- Requirements -
Using the data below, repeat all of it precisely.

- Extracted data -
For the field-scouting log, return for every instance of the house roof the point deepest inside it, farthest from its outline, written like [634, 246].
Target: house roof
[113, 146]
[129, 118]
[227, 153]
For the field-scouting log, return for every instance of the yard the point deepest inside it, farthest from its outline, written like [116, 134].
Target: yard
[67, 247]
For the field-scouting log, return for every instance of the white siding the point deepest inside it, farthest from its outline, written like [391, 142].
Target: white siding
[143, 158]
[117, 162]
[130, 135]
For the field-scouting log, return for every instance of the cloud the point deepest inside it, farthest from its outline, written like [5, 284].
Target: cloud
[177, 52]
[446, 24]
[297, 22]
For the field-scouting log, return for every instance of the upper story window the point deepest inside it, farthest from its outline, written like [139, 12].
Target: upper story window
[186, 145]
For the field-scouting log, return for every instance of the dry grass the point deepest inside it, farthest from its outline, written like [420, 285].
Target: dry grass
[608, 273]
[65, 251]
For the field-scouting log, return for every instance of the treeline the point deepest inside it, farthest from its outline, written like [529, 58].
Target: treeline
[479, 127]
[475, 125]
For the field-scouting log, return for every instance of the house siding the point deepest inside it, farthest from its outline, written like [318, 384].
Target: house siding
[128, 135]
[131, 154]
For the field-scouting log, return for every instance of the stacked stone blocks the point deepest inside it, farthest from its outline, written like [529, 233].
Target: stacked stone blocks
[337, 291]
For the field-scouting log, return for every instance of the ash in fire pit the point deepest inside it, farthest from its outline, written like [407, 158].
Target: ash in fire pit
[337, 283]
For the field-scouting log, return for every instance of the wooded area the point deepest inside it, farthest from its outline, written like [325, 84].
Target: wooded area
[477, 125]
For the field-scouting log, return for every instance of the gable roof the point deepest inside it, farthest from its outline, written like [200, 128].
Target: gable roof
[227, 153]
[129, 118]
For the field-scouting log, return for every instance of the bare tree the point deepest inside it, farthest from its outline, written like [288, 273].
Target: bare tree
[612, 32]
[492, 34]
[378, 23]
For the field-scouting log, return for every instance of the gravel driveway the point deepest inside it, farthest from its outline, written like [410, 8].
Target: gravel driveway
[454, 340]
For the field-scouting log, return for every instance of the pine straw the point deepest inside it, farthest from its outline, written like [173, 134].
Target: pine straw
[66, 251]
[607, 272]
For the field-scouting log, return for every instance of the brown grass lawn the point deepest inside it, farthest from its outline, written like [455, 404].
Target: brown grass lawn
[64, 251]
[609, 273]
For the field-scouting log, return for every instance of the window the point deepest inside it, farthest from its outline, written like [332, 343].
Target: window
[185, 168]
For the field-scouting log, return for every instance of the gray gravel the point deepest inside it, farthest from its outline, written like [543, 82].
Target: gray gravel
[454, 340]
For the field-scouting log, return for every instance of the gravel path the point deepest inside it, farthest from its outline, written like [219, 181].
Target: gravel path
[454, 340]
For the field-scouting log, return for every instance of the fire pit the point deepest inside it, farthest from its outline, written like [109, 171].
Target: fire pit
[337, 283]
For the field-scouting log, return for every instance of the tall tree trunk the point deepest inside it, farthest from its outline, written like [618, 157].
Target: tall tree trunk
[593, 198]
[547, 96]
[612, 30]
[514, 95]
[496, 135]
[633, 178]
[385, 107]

- Correct output -
For the field-scouting log, return for every instance of the house roof the point deepest inside it, farthest from its outline, written like [634, 246].
Target: house roof
[113, 146]
[129, 118]
[227, 153]
For the field-scouting log, return for every instance of the yard the point deepest inside it, farthest from its outline, written like [116, 134].
Target: yard
[67, 247]
For the field-scouting log, return for every instance of the white siding the point deepest inside it, farthest from its outline, written like [391, 142].
Target: white siding
[143, 158]
[117, 162]
[130, 135]
For the field-scouting log, return for every instance of the cloud the point deepest inside it, farthest from its outline, written like [5, 284].
Target: cloud
[177, 52]
[446, 24]
[297, 22]
For the field-scouting log, return for every instance of the upper story window the point deepest inside it, farthest from its outline, written like [139, 12].
Target: upper story window
[186, 145]
For the field-scouting log, return for every instance of the dry grass the point deepest inside it, farthest from its outline, written like [420, 285].
Target: dry grass
[608, 273]
[65, 251]
For the field-scouting log, return for every instance of the treeline the point deepest inside it, farthest from its outline, written like [529, 58].
Target: treeline
[479, 127]
[475, 125]
For the field-scouting log, return for every instance of the house siding the point deepest inside it, farthest from its outline, written like [318, 384].
Target: house siding
[128, 135]
[131, 154]
For the field-scouting log, return for every instance of the stacked stone blocks the point deepest inside it, farthest from its outline, written like [529, 233].
Target: stacked stone blocks
[337, 291]
For the field-scouting log, return for every instance of the ash in fire pit the point deepest inside it, farthest from its outline, written like [407, 158].
Target: ash in fire pit
[337, 283]
For the field-scouting log, return for every instance of the wooded area the point deepest inside it, farthest from its outline, written like [325, 84].
Target: wooded area
[477, 125]
For the field-scouting log, return for every instance of the gable roof the point deepest inside it, farthest from its outline, written like [200, 128].
Target: gable roof
[227, 153]
[129, 118]
For the field-scouting log, return for every instance of the bare tree the point deepest inside it, farthest from its outline, written like [288, 273].
Target: bare tree
[612, 32]
[492, 34]
[378, 23]
For the field-scouting log, return for every instance of the gravel driveway the point deepest inside it, farthest from its outline, written like [410, 8].
Target: gravel driveway
[454, 340]
For the field-scouting log, return for every instance of the pine straw the point deepest inside it, farthest from its outline, written like [173, 134].
Target: pine straw
[66, 251]
[607, 272]
For the field-scouting log, return for every instance of the brown grass lawn the point deepest inside it, farthest from its outline, written like [455, 404].
Target: brown grass lawn
[64, 251]
[609, 273]
For the field-scouting log, return for every instance of the window the point deepest inside it, farthest from its outline, written like [332, 343].
Target: window
[185, 168]
For the field-scouting log, return for every instance of the gray gravel the point deepest inside it, farthest from its outline, written like [543, 82].
Target: gray gravel
[454, 340]
For the field-scouting log, return for every instance of the gravel path the point deepest inside it, farthest from its outline, written like [219, 181].
Target: gravel path
[454, 340]
For the field-scouting log, return for every instance of the fire pit the point deepest inside it, farthest from its outline, written like [109, 171].
Target: fire pit
[337, 283]
For the field-scouting log, return for every instance of the tall tree trunk the point deepest inside it, farthest from its outline, written like [618, 157].
Target: tall tree trunk
[593, 198]
[547, 96]
[612, 30]
[514, 95]
[496, 135]
[633, 178]
[385, 107]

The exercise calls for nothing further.